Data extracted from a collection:
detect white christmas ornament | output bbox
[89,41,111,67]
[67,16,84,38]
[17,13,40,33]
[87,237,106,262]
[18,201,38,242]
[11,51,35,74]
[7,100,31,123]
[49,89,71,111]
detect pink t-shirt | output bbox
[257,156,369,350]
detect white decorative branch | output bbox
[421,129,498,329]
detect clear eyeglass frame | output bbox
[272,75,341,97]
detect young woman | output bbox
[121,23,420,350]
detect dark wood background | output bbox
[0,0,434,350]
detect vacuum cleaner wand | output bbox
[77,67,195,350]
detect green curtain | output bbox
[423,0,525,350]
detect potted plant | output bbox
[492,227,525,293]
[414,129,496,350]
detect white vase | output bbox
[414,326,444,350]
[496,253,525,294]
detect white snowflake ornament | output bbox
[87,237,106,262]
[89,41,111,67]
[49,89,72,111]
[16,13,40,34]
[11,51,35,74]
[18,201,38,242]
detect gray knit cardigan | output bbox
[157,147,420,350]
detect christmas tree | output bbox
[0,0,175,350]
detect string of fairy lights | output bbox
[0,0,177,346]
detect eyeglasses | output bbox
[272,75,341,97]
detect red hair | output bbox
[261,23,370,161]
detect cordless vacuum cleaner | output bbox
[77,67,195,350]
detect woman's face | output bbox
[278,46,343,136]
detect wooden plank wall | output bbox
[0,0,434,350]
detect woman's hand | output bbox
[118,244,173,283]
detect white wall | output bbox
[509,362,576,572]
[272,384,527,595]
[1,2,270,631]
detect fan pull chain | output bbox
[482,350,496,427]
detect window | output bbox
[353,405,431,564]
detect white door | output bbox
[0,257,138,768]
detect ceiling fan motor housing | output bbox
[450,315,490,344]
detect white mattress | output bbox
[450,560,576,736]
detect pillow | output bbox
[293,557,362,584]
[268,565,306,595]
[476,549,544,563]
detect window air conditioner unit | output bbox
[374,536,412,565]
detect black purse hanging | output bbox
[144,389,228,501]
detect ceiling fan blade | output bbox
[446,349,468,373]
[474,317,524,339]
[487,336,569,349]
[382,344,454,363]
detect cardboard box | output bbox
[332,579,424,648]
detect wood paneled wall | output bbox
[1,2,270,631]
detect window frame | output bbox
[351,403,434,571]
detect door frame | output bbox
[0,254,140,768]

Aim of the exercise » Please pull out every line of the entries above that contains the word "christmas".

Reply to the task »
detect white christmas ornament | output bbox
detect christmas tree | output bbox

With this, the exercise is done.